- _CONSIGNES_:
[1] Dans l'extrait de décision, à quel article du Code de procédure civile la S.A.S. INTERNATIONAL CONSTRUCTIONS EST estime-t-elle que le juge contreviendrait en lui étendant la mesure ?
[2] Traduisez en anglais cette phrase de l'extrait de décision : « Les S.A.S. RENON et S.A. SMA rétorquent que cet avis préalable n'est pas une exigence conditionnant une demande d'appel en cause. »
[3] Modifiez le passage de l'extrait de décision qui commence par « Par des conclusions en défense, la » et va jusqu'à « conclusions régulièrement déposées. », en remplaçant « réserves » par « objections ».

- _EXTRAIT DE DÉCISION_:
+ + + + +

Par des conclusions en défense, la S.A.S. INTERNATIONAL CONSTRUCTIONS EST a conclu à l’irrecevabilité de la demande et, à titre subsidiaire, a formulé des protestations et réserves.

Par des conclusions en réponse, la S.A.S. RENON et la S.A. SMA ont réitéré leur demande et ont conclu au rejet des demandes de la S.A.S. INTERNATIONAL CONSTRUCTIONS EST.

Pour le surplus, il est renvoyé à l’assignation et aux conclusions régulièrement déposées.

MOTIFS DE LA DECISION

1/ Sur l’irrecevabilité de la demande

L’alinéa 3 de l’article 245 du Code de procédure civile dispose que  » Le juge ne peut, sans avoir préalablement recueilli les observations du technicien commis, étendre la mission de celui-ci ou confier une mission complémentaire à un autre technicien « .

Les alinéas 1,2 et 3 de l’article 12 du Code de procédure civile dispose que  » Le juge tranche le litige conformément aux règles de droit qui lui sont applicables. Il doit donner ou restituer leur exacte qualification aux faits et actes litigieux sans s’arrêter à la dénomination que les parties en auraient proposée. Toutefois, il ne peut changer la dénomination ou le fondement juridique lorsque les parties, en vertu d’un accord exprès et pour les droits dont elles entendent limiter le débat « .

L’article 145 du Code de procédure civile dispose que  » S’il existe un motif légitime de conserver ou d’établir avant tout procès la preuve de faits dont pourrait dépendre la solution d’un litige, les mesures d’instruction légalement admissibles peuvent être ordonnées à la demande de tout intéressé, sur requête ou en référé « .

L’article 331 du Code de procédure civile dispose que  » Un tiers peut être mis en cause aux fins de condamnation par toute partie qui est en droit d’agir contre lui à titre principal. Il peut également être mis en cause par la partie qui y a intérêt afin de lui rendre commun le jugement. Le tiers doit être appelé en temps utile pour faire valoir sa défense « .

Pour conclure à l’irrecevabilité de la demande, la S.A.S. INTERNATIONAL CONSTRUCTIONS EST oppose que les demanderesses ne versent aucun avis ni préconisation de l’expert judiciaire tendant à sa possible mise en cause. Elle estime qu’en l’absence d’un tel avis, le juge ne peut lui étendre la mesure sans contrevenir aux dispositions de l’article 245 du Code de procédure civile.

Les S.A.S. RENON et S.A. SMA rétorquent que cet avis préalable n’est pas une exigence conditionnant une demande d’appel en cause.

Il résulte des écrits de la S.A.S. RENON et de la S.A. SMA que la demande qui intéresse la présente procédure porte sur l’intervention forcée de la
S.A.S. INTERNATIONAL CONSTRUCTIONS EST aux fins de lui rendre communes et opposables les opérations d’expertise judiciaire ordonnées précédemment. Ainsi, elle ne peut être confondue avec une demande d’extension des opérations d’expertise judiciaire, laquelle permet d’étendre la mission de l’expert afin d’approfondir ses investigations sur des points précis et discutés, auquel s’applique l’article 245 alinéa 3 du CPC.

+ + + + +

- _LIGNES DE DONNÉES_:
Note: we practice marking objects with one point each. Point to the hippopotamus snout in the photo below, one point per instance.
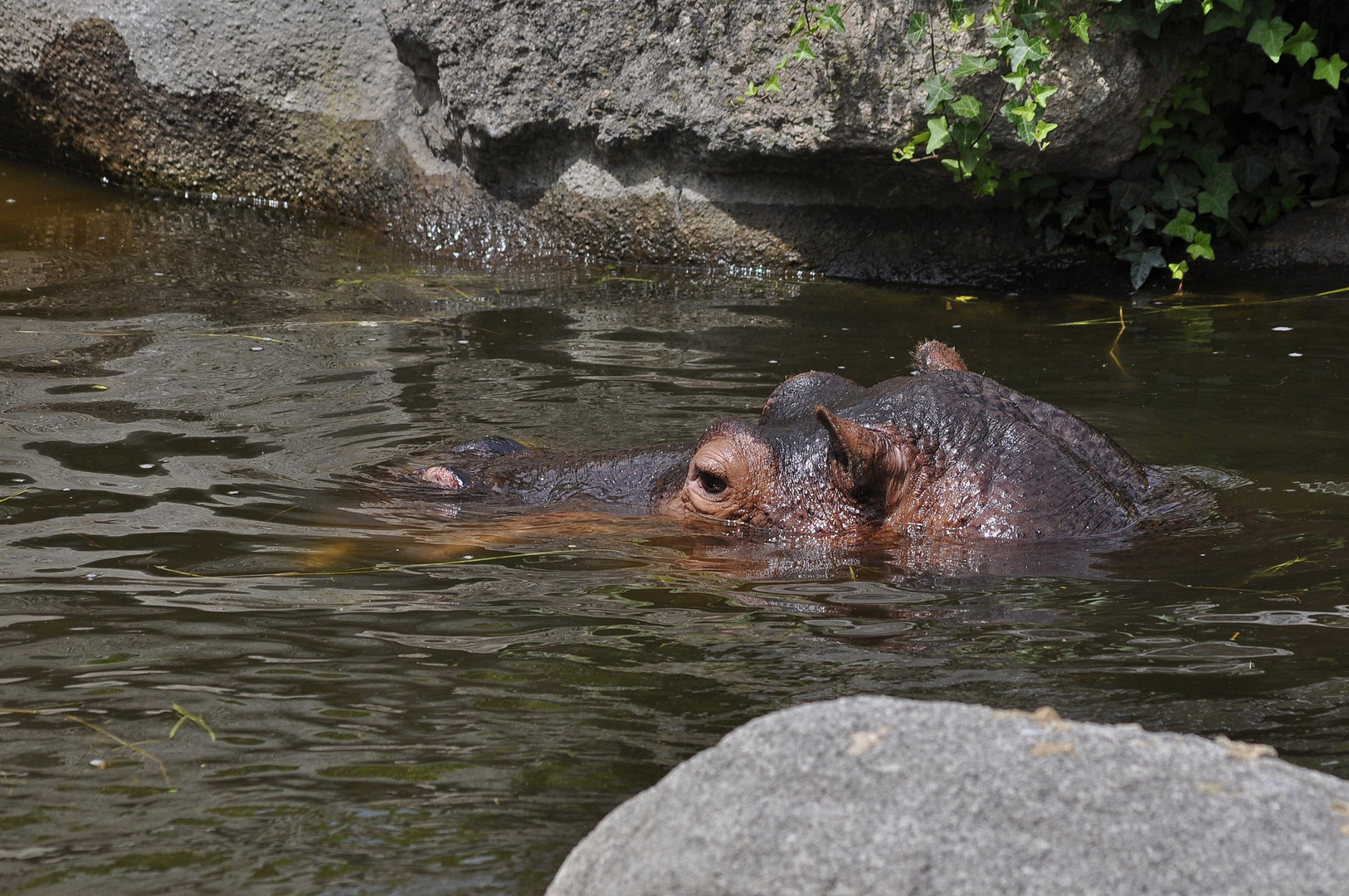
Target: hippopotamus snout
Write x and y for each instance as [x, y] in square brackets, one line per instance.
[945, 451]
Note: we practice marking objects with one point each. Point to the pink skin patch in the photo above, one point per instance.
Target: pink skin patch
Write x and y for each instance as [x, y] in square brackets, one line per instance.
[443, 476]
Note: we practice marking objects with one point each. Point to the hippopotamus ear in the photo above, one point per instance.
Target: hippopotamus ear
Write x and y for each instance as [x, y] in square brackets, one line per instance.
[869, 465]
[934, 355]
[796, 398]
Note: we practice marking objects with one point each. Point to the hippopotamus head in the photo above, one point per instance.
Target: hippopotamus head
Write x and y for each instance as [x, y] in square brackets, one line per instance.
[943, 451]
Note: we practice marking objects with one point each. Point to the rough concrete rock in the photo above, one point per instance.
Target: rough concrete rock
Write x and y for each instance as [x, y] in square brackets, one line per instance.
[874, 795]
[489, 129]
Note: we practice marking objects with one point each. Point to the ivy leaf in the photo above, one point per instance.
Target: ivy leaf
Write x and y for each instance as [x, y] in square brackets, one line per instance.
[1006, 37]
[973, 65]
[905, 153]
[803, 51]
[939, 90]
[967, 107]
[939, 134]
[831, 17]
[1024, 112]
[1027, 50]
[1329, 71]
[1320, 115]
[1128, 195]
[1251, 169]
[1206, 157]
[1213, 204]
[918, 27]
[1182, 226]
[1078, 26]
[1142, 219]
[1142, 263]
[1301, 46]
[1220, 19]
[1269, 36]
[1200, 246]
[1174, 193]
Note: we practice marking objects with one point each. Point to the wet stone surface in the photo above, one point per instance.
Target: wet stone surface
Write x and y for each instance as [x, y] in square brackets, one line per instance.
[416, 697]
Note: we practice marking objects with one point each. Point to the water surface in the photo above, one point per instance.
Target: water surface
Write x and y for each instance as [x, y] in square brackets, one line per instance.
[409, 697]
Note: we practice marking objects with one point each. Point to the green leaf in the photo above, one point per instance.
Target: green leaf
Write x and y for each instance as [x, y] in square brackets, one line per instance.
[1027, 111]
[939, 134]
[1142, 219]
[1181, 226]
[939, 90]
[1269, 36]
[1025, 129]
[918, 27]
[1042, 129]
[1040, 94]
[905, 153]
[1329, 71]
[1206, 157]
[1142, 262]
[1213, 204]
[831, 17]
[1221, 181]
[973, 65]
[967, 107]
[1220, 19]
[1301, 46]
[1006, 37]
[1251, 169]
[1174, 193]
[1078, 26]
[1027, 50]
[1200, 246]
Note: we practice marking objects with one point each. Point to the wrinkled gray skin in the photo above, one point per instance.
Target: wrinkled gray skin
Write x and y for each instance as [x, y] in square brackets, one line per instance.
[945, 452]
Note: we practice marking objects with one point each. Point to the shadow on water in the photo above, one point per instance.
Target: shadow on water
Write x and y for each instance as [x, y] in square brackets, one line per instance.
[383, 694]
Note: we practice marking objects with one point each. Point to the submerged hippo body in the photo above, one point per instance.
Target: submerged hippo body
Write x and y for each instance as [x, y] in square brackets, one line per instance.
[943, 452]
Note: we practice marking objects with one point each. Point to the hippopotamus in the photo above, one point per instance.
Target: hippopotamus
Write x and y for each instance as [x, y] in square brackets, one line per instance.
[942, 452]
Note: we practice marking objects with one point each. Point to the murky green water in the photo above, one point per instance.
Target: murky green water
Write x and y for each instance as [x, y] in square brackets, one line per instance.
[192, 402]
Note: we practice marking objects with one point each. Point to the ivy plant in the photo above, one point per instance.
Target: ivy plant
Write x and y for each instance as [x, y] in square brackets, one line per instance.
[1251, 129]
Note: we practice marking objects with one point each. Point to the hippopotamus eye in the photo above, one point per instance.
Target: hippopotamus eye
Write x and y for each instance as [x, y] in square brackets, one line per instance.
[711, 484]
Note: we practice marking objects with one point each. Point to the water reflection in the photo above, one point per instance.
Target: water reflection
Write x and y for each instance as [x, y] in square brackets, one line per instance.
[197, 413]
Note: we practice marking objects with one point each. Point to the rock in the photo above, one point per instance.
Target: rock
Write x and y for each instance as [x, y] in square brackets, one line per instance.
[528, 129]
[879, 795]
[1308, 236]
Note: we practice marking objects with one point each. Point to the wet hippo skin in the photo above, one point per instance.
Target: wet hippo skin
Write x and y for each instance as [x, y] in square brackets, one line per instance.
[943, 452]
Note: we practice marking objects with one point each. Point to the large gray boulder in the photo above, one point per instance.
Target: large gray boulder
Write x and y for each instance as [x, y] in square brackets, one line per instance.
[874, 795]
[602, 129]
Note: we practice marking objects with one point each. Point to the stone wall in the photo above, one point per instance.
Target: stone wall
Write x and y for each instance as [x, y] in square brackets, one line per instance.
[601, 131]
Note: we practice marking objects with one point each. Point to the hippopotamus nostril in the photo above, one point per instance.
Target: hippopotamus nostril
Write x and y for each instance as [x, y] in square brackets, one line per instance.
[443, 476]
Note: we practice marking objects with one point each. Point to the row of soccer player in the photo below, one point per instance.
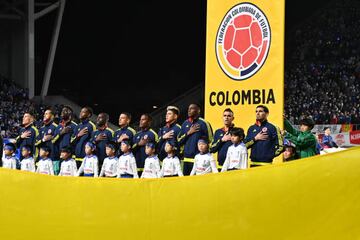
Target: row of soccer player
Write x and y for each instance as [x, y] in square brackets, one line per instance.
[125, 166]
[263, 138]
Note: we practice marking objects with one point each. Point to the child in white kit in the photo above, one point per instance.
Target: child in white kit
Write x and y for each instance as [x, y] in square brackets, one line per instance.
[110, 164]
[68, 165]
[171, 164]
[152, 163]
[203, 162]
[45, 165]
[90, 164]
[28, 162]
[236, 157]
[9, 160]
[127, 164]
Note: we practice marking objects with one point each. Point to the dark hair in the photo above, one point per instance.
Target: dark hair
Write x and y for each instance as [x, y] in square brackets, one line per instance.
[148, 116]
[27, 147]
[89, 109]
[45, 148]
[196, 104]
[106, 116]
[174, 110]
[307, 122]
[239, 132]
[51, 110]
[112, 144]
[30, 112]
[67, 149]
[127, 114]
[263, 107]
[68, 107]
[228, 110]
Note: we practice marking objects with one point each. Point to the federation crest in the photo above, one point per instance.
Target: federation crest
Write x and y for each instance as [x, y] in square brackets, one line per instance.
[243, 41]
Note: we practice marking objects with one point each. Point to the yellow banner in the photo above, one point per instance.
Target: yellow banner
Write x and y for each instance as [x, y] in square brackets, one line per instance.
[314, 198]
[244, 60]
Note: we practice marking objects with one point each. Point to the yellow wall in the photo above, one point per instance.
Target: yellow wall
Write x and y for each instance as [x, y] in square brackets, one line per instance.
[315, 198]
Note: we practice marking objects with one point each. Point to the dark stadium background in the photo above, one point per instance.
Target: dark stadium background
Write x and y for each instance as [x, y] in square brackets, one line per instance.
[131, 55]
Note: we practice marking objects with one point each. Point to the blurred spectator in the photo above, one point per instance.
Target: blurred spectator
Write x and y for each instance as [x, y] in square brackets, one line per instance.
[14, 102]
[323, 73]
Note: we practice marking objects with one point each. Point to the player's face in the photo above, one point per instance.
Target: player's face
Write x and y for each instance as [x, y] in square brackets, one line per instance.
[235, 139]
[193, 110]
[170, 116]
[328, 131]
[65, 113]
[25, 152]
[288, 153]
[168, 148]
[43, 153]
[149, 150]
[84, 113]
[144, 122]
[88, 150]
[109, 151]
[101, 119]
[47, 115]
[124, 147]
[123, 120]
[304, 128]
[8, 152]
[27, 119]
[203, 147]
[228, 117]
[260, 114]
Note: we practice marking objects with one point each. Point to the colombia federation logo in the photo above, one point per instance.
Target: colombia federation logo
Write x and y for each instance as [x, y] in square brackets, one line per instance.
[243, 41]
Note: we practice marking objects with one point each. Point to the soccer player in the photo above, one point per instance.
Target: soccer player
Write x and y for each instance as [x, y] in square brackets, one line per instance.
[222, 137]
[304, 140]
[289, 153]
[191, 131]
[101, 136]
[141, 138]
[45, 165]
[327, 139]
[236, 157]
[171, 164]
[90, 164]
[169, 132]
[82, 133]
[68, 165]
[127, 163]
[28, 133]
[9, 160]
[204, 162]
[152, 163]
[47, 132]
[264, 139]
[63, 134]
[125, 132]
[110, 164]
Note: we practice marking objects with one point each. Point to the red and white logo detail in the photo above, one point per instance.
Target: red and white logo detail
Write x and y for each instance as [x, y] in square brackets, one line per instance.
[243, 41]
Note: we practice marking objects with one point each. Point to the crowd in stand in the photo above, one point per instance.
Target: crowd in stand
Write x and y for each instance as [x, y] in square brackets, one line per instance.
[14, 101]
[322, 77]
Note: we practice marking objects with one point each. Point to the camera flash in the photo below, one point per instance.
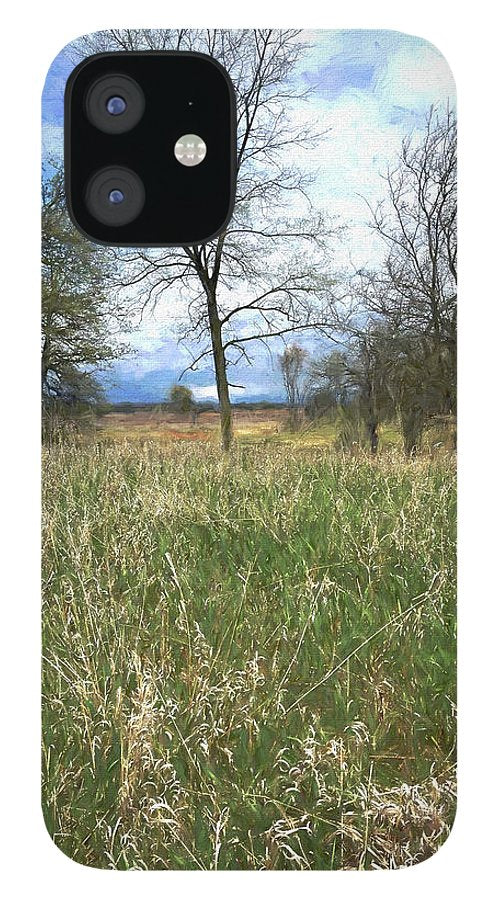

+ + + + +

- _CORRIGÉ_:
[1] À l'article 245 du Code de procédure civile.

[2] S.A.S. RENON and S.A. SMA reply that this prior opinion is not a requirement on which a request to join a third party depends.

[3]
Par des conclusions en défense, la S.A.S. INTERNATIONAL CONSTRUCTIONS EST a conclu à l’irrecevabilité de la demande et, à titre subsidiaire, a formulé des protestations et objections.

Par des conclusions en réponse, la S.A.S. RENON et la S.A. SMA ont réitéré leur demande et ont conclu au rejet des demandes de la S.A.S. INTERNATIONAL CONSTRUCTIONS EST.

Pour le surplus, il est renvoyé à l’assignation et aux conclusions régulièrement déposées.